> _What the exercise asks_: Reproduce the items from the start through the line containing "MULTIPOLYGON (((201 31, 203", replacing "national flag row" with "row of national flags" and leaving everything else unchanged. Omit the pictures from the output.

> _Records supplied_:
-- begin --
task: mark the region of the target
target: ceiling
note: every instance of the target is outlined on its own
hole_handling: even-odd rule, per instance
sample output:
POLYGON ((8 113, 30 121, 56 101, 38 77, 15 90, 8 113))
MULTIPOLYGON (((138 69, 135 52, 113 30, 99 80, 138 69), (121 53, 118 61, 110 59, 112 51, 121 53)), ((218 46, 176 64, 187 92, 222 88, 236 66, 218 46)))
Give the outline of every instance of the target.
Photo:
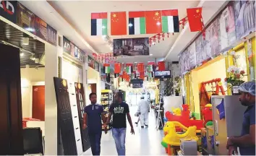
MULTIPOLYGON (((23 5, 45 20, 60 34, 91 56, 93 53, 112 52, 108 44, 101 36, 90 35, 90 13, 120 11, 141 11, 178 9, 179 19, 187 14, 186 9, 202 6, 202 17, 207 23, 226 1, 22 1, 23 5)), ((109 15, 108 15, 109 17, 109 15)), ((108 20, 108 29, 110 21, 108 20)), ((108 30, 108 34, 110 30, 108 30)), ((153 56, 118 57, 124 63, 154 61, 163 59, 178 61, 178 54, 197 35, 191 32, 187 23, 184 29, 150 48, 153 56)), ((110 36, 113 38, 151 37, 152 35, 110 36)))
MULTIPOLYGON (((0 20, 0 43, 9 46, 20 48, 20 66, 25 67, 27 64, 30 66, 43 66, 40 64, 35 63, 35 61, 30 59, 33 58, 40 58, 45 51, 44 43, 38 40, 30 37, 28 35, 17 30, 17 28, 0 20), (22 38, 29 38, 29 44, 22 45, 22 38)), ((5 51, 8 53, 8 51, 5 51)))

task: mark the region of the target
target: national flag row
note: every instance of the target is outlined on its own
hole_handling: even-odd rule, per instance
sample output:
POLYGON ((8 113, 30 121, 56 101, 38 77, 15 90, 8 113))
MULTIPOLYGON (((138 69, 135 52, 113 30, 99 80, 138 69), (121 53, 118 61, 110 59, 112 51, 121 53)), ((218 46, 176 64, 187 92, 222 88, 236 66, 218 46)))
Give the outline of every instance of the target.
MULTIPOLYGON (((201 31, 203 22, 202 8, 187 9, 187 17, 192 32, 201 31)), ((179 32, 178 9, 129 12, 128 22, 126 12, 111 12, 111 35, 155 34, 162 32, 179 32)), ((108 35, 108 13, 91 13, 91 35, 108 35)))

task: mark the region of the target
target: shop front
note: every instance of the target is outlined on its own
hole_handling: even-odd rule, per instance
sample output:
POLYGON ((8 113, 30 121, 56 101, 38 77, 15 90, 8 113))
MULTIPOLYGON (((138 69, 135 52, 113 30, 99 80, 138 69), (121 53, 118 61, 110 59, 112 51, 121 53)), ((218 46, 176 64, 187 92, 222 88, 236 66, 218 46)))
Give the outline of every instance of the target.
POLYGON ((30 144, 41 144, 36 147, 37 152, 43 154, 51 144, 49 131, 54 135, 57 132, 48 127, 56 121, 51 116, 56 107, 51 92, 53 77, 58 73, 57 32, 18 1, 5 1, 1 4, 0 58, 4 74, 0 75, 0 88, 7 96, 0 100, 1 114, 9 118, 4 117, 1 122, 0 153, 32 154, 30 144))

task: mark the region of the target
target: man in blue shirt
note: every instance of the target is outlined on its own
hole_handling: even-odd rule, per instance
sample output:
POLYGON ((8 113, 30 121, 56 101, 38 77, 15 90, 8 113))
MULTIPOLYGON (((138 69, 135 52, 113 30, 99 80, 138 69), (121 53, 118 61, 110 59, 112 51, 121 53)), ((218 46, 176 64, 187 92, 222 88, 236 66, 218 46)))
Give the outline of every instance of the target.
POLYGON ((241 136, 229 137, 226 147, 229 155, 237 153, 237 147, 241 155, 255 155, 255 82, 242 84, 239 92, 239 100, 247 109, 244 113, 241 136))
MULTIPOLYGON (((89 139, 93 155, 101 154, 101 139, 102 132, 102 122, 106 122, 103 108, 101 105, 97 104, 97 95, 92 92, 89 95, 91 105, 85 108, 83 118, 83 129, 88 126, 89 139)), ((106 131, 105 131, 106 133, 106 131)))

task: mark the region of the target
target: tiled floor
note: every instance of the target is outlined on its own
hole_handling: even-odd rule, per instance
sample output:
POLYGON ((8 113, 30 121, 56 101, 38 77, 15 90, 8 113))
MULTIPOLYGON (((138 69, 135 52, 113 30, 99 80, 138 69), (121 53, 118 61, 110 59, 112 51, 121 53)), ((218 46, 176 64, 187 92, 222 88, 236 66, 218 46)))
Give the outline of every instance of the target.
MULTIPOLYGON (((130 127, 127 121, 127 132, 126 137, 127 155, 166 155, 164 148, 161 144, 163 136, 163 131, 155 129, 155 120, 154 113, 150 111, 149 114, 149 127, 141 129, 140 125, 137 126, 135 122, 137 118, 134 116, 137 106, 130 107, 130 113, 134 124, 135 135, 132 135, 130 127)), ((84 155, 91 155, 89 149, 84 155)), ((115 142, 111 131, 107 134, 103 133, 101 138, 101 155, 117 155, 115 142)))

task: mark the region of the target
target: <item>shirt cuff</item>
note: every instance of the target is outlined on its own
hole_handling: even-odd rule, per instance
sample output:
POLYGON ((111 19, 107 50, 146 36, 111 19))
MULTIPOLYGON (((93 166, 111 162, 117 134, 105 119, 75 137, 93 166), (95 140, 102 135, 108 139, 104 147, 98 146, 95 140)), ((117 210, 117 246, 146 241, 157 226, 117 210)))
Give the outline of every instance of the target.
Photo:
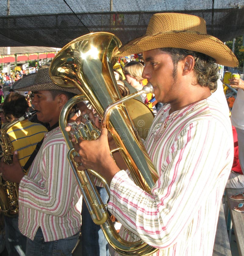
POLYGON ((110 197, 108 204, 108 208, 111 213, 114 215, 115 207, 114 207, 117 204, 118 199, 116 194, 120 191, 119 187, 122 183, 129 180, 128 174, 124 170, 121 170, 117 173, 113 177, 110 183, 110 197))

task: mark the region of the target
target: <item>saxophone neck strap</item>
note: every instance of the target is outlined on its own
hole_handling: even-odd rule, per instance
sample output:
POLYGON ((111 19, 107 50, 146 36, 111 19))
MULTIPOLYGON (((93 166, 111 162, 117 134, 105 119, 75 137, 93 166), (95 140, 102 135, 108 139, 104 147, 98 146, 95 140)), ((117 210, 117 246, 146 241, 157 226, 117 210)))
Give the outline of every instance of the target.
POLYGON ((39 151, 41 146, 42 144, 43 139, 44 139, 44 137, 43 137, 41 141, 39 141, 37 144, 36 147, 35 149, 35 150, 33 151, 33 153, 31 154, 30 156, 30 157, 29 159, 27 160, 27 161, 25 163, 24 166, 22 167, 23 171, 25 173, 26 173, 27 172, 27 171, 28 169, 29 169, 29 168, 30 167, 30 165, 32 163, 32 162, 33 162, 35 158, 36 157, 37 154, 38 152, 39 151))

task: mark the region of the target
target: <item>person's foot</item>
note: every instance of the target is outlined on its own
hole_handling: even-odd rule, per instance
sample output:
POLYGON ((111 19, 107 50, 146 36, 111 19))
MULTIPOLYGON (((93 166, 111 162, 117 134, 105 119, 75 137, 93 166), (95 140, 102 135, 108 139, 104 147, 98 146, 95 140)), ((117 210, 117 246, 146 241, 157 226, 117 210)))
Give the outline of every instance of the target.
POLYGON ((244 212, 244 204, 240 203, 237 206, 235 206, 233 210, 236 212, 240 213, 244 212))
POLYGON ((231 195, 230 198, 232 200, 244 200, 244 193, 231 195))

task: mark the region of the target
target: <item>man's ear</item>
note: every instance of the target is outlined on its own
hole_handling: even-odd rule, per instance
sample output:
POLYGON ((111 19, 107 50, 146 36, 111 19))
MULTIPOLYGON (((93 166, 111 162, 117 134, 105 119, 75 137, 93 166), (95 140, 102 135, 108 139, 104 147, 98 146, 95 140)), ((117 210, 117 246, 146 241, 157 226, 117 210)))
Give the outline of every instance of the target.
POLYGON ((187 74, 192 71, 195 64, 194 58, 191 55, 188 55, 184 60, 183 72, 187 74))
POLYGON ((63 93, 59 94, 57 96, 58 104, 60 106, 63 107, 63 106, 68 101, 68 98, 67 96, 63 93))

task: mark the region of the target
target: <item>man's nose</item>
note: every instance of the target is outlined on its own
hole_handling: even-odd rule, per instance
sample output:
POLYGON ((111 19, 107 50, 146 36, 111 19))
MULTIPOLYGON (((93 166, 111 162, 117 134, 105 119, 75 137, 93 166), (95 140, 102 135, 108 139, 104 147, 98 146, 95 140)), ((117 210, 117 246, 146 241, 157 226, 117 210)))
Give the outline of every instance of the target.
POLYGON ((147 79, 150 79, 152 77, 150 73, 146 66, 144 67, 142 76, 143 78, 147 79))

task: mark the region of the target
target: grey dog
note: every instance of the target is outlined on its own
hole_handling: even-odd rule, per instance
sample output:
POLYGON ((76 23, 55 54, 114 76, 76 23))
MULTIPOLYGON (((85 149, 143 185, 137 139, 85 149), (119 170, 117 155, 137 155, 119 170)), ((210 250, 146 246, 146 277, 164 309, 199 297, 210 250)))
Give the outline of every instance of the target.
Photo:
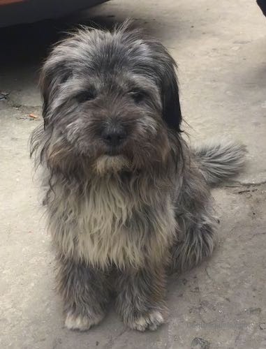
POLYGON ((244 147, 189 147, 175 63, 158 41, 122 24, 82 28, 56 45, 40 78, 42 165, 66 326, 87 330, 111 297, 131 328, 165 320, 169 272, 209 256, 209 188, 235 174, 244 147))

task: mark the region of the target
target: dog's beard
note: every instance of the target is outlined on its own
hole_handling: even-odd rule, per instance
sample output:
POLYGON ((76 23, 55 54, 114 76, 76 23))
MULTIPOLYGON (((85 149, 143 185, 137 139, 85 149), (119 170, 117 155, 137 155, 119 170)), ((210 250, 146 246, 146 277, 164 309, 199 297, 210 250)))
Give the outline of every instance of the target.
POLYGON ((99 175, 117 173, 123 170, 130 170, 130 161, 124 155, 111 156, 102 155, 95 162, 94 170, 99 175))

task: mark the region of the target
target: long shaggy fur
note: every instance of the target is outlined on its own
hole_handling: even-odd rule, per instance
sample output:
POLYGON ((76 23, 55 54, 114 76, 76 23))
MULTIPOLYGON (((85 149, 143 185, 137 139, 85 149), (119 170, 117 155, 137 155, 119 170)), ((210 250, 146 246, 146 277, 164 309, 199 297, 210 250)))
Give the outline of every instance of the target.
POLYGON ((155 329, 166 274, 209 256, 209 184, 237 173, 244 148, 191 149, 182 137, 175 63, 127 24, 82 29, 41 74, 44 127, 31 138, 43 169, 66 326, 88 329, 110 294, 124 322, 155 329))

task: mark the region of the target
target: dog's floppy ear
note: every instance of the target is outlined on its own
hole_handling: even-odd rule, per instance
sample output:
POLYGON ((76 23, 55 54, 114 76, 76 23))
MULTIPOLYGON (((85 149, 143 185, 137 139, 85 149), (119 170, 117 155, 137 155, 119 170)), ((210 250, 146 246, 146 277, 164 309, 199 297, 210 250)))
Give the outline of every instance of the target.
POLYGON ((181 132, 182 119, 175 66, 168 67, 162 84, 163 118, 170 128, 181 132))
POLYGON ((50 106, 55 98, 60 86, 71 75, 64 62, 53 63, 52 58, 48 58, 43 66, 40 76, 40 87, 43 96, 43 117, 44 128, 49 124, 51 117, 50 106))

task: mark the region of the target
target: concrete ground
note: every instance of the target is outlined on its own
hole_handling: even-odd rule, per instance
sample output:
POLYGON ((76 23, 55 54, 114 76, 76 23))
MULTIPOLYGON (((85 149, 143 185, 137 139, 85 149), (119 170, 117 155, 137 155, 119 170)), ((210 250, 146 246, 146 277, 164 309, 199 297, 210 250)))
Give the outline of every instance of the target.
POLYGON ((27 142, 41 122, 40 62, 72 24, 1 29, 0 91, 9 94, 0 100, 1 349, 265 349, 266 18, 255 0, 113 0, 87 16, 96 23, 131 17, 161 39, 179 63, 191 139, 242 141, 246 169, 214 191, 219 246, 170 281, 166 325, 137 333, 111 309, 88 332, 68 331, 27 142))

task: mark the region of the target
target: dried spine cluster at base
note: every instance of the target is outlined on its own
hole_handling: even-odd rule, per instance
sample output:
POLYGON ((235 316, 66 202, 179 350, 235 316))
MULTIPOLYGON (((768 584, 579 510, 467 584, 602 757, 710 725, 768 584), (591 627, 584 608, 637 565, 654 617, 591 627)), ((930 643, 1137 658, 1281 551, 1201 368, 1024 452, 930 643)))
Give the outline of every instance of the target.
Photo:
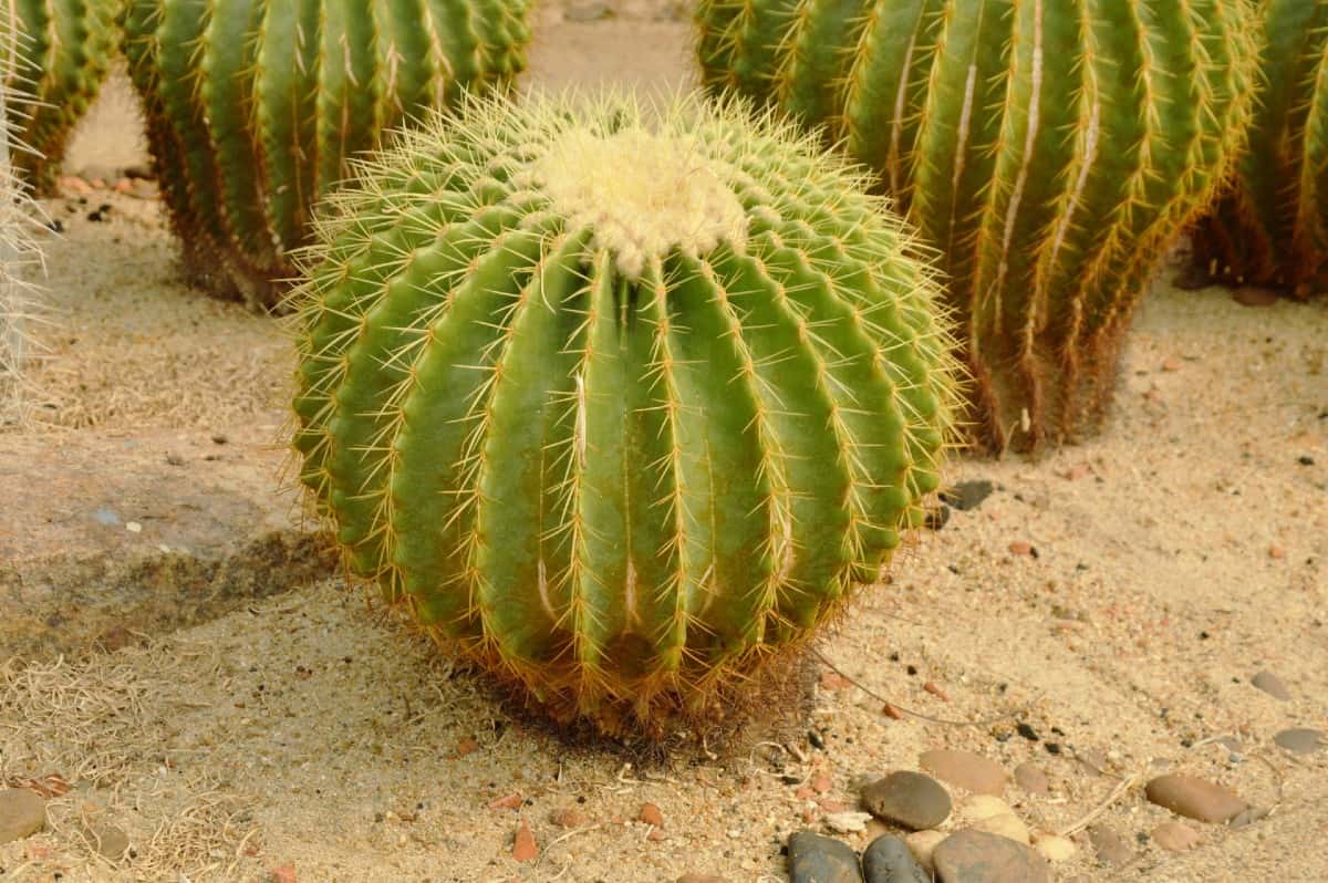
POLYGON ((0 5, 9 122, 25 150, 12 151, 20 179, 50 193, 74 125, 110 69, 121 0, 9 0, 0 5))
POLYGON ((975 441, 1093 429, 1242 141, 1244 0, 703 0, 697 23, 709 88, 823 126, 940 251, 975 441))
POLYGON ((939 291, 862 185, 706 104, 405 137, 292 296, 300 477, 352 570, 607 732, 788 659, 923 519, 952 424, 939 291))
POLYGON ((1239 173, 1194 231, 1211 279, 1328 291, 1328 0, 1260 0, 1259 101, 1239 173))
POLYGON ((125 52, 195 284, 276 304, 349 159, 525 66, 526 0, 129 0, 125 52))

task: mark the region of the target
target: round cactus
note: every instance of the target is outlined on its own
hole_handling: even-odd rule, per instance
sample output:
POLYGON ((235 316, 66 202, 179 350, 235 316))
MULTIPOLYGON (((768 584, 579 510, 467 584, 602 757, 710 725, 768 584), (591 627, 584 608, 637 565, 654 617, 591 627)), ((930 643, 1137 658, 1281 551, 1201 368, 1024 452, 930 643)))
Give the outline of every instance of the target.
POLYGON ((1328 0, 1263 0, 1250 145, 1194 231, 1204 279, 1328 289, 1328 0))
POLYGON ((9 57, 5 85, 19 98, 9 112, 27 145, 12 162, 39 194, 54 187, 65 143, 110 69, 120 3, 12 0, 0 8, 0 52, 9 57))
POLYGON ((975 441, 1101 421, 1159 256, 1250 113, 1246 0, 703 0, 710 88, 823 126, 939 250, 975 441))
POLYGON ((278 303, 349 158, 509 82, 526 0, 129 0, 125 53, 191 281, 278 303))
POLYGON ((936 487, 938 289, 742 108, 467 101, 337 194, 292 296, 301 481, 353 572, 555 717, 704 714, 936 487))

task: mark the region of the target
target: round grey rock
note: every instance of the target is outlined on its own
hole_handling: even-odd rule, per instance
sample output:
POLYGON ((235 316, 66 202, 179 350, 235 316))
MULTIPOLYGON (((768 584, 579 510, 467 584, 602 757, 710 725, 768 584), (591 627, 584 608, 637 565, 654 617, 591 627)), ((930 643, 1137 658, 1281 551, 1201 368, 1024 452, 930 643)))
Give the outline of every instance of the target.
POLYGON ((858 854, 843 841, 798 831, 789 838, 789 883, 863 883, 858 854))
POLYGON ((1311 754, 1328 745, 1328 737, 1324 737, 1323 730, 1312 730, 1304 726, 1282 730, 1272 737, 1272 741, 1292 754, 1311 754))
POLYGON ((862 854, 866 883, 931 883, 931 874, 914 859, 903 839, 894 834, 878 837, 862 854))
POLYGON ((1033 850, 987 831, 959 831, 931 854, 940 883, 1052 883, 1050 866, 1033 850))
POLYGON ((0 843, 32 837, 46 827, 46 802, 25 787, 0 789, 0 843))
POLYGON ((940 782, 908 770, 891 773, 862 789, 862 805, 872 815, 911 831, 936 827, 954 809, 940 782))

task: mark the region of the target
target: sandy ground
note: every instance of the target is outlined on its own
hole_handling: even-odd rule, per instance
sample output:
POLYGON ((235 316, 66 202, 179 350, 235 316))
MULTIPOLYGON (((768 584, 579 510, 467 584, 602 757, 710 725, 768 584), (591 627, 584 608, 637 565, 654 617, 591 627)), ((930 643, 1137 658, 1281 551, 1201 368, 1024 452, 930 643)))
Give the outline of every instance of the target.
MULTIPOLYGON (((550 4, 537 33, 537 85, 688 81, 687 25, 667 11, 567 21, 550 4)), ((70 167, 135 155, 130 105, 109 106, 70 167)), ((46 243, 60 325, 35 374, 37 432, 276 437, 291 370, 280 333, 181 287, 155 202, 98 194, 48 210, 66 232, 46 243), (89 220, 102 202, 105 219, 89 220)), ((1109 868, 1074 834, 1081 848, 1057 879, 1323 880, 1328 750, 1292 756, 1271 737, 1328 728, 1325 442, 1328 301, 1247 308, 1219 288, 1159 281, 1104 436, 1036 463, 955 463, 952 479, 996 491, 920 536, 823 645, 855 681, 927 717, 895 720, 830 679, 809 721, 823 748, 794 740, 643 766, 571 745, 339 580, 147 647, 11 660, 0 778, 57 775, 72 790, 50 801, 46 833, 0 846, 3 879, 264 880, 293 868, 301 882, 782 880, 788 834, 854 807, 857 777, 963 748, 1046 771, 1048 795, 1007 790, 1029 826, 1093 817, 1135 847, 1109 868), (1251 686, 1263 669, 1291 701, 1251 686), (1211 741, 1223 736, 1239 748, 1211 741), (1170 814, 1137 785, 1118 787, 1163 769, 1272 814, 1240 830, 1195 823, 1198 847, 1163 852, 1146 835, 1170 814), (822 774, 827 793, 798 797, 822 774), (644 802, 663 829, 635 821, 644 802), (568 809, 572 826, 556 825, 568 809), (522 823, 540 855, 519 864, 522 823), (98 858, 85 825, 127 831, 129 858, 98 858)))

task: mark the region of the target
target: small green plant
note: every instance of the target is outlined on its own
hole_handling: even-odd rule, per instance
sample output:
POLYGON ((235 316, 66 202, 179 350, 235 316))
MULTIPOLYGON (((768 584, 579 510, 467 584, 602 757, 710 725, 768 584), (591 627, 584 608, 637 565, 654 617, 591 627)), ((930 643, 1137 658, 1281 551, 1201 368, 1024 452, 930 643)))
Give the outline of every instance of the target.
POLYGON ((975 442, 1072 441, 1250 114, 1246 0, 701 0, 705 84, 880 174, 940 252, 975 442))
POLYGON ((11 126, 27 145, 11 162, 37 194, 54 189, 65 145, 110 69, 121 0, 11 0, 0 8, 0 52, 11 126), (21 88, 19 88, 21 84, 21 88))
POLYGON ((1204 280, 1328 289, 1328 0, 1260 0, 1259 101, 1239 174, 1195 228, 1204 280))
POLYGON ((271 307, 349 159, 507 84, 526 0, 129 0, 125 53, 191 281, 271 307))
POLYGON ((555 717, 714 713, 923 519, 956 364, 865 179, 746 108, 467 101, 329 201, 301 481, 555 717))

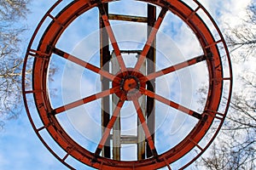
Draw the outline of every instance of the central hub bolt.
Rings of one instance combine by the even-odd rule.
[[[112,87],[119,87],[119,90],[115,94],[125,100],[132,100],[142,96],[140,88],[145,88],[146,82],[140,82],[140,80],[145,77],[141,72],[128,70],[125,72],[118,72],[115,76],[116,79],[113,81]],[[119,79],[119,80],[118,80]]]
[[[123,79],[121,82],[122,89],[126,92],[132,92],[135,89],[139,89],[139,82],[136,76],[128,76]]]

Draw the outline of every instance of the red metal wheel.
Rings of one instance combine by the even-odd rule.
-- end --
> _Exercise response_:
task: mark the region of the target
target: ceiling
note: every instance of the target is outlined on its own
hole_handling: even-odd rule, per instance
sample output:
POLYGON ((8 113, 30 121, 56 101, 38 77, 15 90, 8 113))
MULTIPOLYGON (((138 69, 135 52, 113 30, 99 80, 138 69), (121 53, 118 61, 110 59, 112 51, 121 53)), ((218 46, 176 64, 187 92, 222 88, 236 66, 218 46)))
Give the outline of every instance of the target.
Photo:
MULTIPOLYGON (((23 5, 45 20, 60 34, 91 56, 93 53, 112 52, 108 44, 101 36, 90 35, 90 13, 120 11, 141 11, 178 9, 179 19, 187 14, 186 9, 202 6, 202 17, 207 23, 226 1, 22 1, 23 5)), ((109 15, 108 15, 109 17, 109 15)), ((108 20, 108 29, 110 21, 108 20)), ((108 30, 108 34, 110 30, 108 30)), ((153 56, 118 57, 124 63, 154 61, 163 59, 178 61, 178 54, 197 35, 191 32, 187 23, 184 29, 150 48, 153 56)), ((110 36, 113 38, 151 37, 152 35, 110 36)))
MULTIPOLYGON (((0 20, 0 43, 9 46, 20 48, 20 66, 25 67, 27 64, 30 66, 43 66, 40 64, 35 63, 35 61, 30 59, 33 58, 40 58, 45 51, 44 43, 38 40, 30 37, 28 35, 17 30, 17 28, 0 20), (22 38, 29 38, 29 44, 22 45, 22 38)), ((5 51, 8 53, 8 51, 5 51)))

task: mark the region of the target
target: row of national flags
note: every instance of the target is outlined on its own
hole_handling: even-odd rule, per instance
sample output:
POLYGON ((8 113, 30 121, 56 101, 38 77, 15 90, 8 113))
MULTIPOLYGON (((138 69, 135 52, 113 30, 99 80, 138 69), (121 53, 118 61, 110 59, 112 51, 121 53)), ((218 46, 176 64, 187 92, 222 88, 236 66, 218 46)))
Give the outline of every instance of the target.
MULTIPOLYGON (((201 31, 203 22, 202 8, 187 9, 187 17, 192 32, 201 31)), ((179 32, 178 9, 129 12, 128 22, 126 12, 111 12, 111 35, 155 34, 162 32, 179 32)), ((108 35, 108 13, 91 13, 91 35, 108 35)))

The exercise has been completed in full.